» **Problem to work on**
Return the listing below in full, exactly.
(Beginning of Record set)
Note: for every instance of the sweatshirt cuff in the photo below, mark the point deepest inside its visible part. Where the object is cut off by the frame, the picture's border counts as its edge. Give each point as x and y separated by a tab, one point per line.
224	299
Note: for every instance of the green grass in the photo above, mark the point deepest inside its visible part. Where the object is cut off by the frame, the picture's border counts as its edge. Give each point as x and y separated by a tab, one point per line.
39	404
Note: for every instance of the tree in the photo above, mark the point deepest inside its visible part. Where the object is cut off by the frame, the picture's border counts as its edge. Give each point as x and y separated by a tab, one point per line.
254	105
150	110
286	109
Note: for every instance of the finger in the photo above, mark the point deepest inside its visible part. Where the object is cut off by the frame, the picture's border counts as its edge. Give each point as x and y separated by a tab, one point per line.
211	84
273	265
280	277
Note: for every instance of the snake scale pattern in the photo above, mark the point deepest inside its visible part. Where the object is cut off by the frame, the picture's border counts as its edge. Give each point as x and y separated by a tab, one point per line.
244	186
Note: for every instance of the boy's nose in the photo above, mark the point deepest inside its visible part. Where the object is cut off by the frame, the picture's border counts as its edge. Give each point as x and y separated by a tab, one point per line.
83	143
(End of Record set)
» **Exercise answer**
Note: for every instance of the sweatshirt cuff in the photo below, mark the point deepest inside its visible part. Where the object is cut off by the frame, the picture's border counts as its edge. Give each point as x and y separated by a tab, one point per line.
224	299
Note: for every instance of the green grass in the photo above, mark the point deepest inside its visible part. Where the object is cut off by the frame, the picture's border counts as its edge. Give each point as x and y separated by a tab, one point per line.
39	404
Note: for every instance of the tree in the photo above, mark the point deepest inside its visible part. Where the object is cut off by the frame, the picture's border counts as its edge. Give each point as x and y separated by a tab, one point per line.
254	105
150	110
286	109
Note: for every instance of the finger in the photo above, mark the point deepest inside its visible part. Where the object is cut off by the frame, the picture's border counts as its edge. Give each point as x and y separated by a tab, one point per line.
211	84
273	265
280	277
Note: for every instance of the snake scale pattern in the photo above, mark the point deepest inside its visible part. Where the object is cut off by the frame, the picture's border counts as its edge. Give each point as x and y separated by a tab, one point per line.
244	186
Note: for every instance of the boy's nose in the photo above, mark the point deepest inside its visible part. Where the object is cut off by the frame, the picture's border counts as its edge. Give each point as x and y separated by a tab, one point per line.
83	143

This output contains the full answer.